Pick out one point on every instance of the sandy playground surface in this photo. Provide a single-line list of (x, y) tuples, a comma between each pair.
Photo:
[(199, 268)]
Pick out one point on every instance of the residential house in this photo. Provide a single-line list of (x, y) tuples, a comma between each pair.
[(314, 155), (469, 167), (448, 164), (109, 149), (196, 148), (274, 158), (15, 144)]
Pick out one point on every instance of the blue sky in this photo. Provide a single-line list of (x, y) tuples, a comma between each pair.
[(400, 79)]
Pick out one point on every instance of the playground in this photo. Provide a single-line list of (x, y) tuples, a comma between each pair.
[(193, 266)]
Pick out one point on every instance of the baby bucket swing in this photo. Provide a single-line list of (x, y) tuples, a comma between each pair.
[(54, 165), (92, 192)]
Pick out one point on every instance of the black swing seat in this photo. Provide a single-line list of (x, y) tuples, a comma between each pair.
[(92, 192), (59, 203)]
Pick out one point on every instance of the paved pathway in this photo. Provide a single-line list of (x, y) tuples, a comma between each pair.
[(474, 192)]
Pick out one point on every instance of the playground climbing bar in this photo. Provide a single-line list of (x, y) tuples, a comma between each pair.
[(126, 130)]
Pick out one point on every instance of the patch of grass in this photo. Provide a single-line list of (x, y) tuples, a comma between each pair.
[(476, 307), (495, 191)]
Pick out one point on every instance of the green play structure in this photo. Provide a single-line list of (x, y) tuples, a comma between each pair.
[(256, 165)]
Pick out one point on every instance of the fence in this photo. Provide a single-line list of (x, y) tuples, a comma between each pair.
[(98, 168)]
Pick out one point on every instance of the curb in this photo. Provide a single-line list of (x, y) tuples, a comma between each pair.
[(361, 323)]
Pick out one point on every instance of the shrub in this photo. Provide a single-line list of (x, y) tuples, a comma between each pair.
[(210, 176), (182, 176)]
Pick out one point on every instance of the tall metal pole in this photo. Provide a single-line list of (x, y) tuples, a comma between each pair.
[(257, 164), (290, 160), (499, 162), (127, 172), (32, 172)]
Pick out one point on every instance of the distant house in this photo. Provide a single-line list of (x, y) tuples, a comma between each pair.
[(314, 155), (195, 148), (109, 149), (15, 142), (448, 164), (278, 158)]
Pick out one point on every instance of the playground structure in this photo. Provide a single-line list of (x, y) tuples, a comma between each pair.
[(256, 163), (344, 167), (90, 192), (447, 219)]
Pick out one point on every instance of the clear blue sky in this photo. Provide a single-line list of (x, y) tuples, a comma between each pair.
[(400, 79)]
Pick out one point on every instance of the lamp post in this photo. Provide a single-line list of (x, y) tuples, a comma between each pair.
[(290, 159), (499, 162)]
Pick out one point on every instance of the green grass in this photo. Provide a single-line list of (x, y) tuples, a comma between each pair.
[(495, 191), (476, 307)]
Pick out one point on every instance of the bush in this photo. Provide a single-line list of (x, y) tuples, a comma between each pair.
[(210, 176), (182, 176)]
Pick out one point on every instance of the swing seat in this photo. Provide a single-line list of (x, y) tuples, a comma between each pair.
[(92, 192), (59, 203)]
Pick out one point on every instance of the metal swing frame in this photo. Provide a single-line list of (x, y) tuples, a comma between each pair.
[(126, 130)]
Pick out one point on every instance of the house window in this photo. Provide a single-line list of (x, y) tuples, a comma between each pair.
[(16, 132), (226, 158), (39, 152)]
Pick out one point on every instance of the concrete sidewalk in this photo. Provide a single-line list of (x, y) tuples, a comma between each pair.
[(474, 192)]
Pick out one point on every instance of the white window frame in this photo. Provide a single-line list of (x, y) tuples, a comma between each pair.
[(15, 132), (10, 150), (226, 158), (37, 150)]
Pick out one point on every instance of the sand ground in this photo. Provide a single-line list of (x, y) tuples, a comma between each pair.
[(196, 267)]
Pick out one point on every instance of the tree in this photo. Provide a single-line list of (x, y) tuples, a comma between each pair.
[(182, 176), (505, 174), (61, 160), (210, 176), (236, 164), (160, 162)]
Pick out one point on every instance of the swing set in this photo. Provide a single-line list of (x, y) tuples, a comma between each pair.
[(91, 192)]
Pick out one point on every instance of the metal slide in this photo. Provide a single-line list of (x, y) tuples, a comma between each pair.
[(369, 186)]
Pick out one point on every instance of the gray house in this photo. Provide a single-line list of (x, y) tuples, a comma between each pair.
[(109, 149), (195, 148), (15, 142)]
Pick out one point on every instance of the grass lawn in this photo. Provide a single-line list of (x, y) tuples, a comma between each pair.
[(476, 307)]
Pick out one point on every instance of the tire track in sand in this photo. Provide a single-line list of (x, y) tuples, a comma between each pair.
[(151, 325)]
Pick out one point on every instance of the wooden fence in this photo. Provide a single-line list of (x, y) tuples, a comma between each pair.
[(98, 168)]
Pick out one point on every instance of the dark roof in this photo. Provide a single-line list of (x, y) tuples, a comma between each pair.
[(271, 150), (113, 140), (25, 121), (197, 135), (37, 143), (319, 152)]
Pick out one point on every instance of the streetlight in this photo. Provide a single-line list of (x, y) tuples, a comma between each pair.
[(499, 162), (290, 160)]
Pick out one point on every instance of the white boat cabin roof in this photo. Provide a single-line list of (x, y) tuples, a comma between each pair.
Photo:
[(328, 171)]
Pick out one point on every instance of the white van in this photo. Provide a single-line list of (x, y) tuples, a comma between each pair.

What is needed: Copy the lines of the listing exactly. Skip none.

Solved problem:
Pick out one point on every instance of the sandy playground surface in this photo. Provide a single-line list of (x, y) tuples, a comma between each pair.
Photo:
[(199, 268)]
Pick out one point on every instance of the residential house in this photo. Provide a single-line list of (x, y) tuples, a comma between each pair.
[(314, 155), (469, 167), (448, 164), (109, 149), (196, 148), (274, 158), (15, 144)]
Pick out one point on every instance of the blue sky in this photo. Provide a single-line list of (x, y) tuples, a comma between each pair.
[(400, 79)]
Pick out one point on every instance of the playground in this photo. Provide a single-line list of (x, y) tuples, a comma between each pair.
[(193, 266)]
Pick out one point on every instance of the baby bucket swing in this photo. Provide a single-line list of (x, y) tuples, a comma between each pair.
[(54, 165), (92, 192)]
Pick out one point on every instance of the black swing seat in this photo. Provide a single-line list of (x, y) tuples, a comma between each pair.
[(92, 192), (59, 203)]
Pick out one point on every instance of the paved pathway in this photo. Provide a single-line list of (x, y) tuples, a comma between each pair.
[(474, 192)]
Pick out one point on every instance of the playground climbing bar in this photo. Provide a single-line list of (x, y) tuples, a comma between each pair.
[(126, 130)]
Pick out one point on every instance of the patch of grass in this photo. Provide a single-line list of (x, y) tuples, a comma between each pair.
[(476, 307), (495, 191)]
Pick out one point on every instance of the green play structure in this photo. Provide a single-line list of (x, y) tuples, a comma between each pair.
[(256, 165)]
Pick out one point on every instance of the fence in this photo. Provide a single-line list of (x, y) tuples, a comma between each pair.
[(98, 168)]
Pick out one point on every instance of the curb in this photo. Provide a single-line list of (x, y) tuples, a comma between each pair.
[(361, 323)]
Pick out one point on every instance of the shrub in this photo. Provide a single-line list of (x, y) tuples, a comma between each pair.
[(210, 176), (182, 176)]
Pick out one point on every instance of the tall metal pole in this photo. Provide a single-line list of (x, y) tuples, a comma between each pair.
[(257, 164), (290, 160), (499, 162), (127, 172), (32, 172)]
Pick out one point on every instance of the distant house in this photo. Provide a single-line list of (x, y) tuples, a comma between each pair.
[(314, 155), (195, 148), (109, 149), (15, 142), (448, 164), (278, 158)]
Pick out one point on every instance of the playground structure in this photo. Provide a single-line list of (x, y) tuples, a comma between each pair.
[(256, 163), (344, 167), (90, 192), (447, 219)]
Pick out one point on every instance of the clear blue sky in this photo. Provide a single-line list of (x, y) tuples, a comma between each pair.
[(400, 79)]
Pick out one point on every instance of the lamp post in this photo. Provide a single-line list of (x, y) tuples, a comma between each pair.
[(290, 159), (499, 162)]
Pick out one point on every instance of the green grass in this photo. Provide a single-line list of (x, y) tuples, a comma between each pair.
[(495, 191), (476, 307)]
Pick out one point on every instance of the bush in this photo. Provide a single-line list of (x, y) tuples, a comma between each pair.
[(210, 176), (182, 176)]
Pick out one point on every instance of the swing seat in this photo. Provide a single-line list of (x, y) tuples, a comma between each pair.
[(92, 192), (59, 203)]
Pick out one point on every instance of the metal swing frame in this photo. Provide a single-line list of (x, y) tuples, a comma between each pair.
[(126, 130)]
Pick out one point on every instance of the house window in this photo. Provide a single-line list of (x, y) tuples, a comma between each pair.
[(16, 132), (226, 158), (39, 152)]
Pick out one point on every instance of the concrete sidewalk in this photo. Provide a single-line list of (x, y) tuples, a comma between each pair.
[(474, 192)]
Pick out one point on every instance of the white window frame in this photo. Provide a single-line list of (x, y) tuples, a comma between each pair.
[(15, 132), (10, 150), (226, 158), (37, 150)]
Pick out one point on every instance of the sand ground in this photo. Provide a single-line list of (x, y) tuples, a comma between each pair.
[(196, 267)]
Pick out one point on every instance of the tree in this photo. Provide a single-line list of (x, y) tuples, a comma between each pair.
[(182, 176), (505, 174), (61, 160), (210, 176), (236, 164), (160, 162)]
Pick out one point on every instance of the swing set in this photo. Provide a single-line list of (x, y) tuples, a comma between each pair.
[(91, 192)]
Pick out one point on every instance of the metal slide in this photo. Provide a single-line list of (x, y) tuples, a comma between each pair.
[(369, 186)]
Pick out one point on every instance of the gray house in this photo. Provide a single-line list of (x, y) tuples, a comma between each pair.
[(109, 149), (195, 148), (15, 142)]
Pick out one point on every instance of the grass lawn in this photo. Provide a single-line list of (x, y) tuples, a comma between each pair.
[(476, 307)]
Pick out one point on every instance of the tire track in sand in this photo. Provide a single-line list of (x, y) tuples, a comma between each pair.
[(151, 325)]
Pick out one point on every instance of the wooden fence in this photo. Provide a single-line list of (x, y) tuples, a comma between each pair.
[(98, 168)]
Pick out one point on every instance of the dark roof in this photo. Provide a single-line list of (x, y) tuples, a comma between each pair.
[(271, 150), (113, 140), (25, 121), (197, 135), (37, 143), (319, 152)]
Pick out one point on every instance of the streetlight in this photo. Provide a single-line list of (x, y) tuples, a comma between each pair.
[(499, 162), (290, 160)]
Pick out one point on every instance of the white boat cabin roof in this photo. Provide a single-line list of (x, y) tuples, a comma between each pair.
Photo:
[(328, 171)]
Pick out one point on every instance of the white van in this photo. Provide a single-line list of (x, y) tuples, a comma between each pair.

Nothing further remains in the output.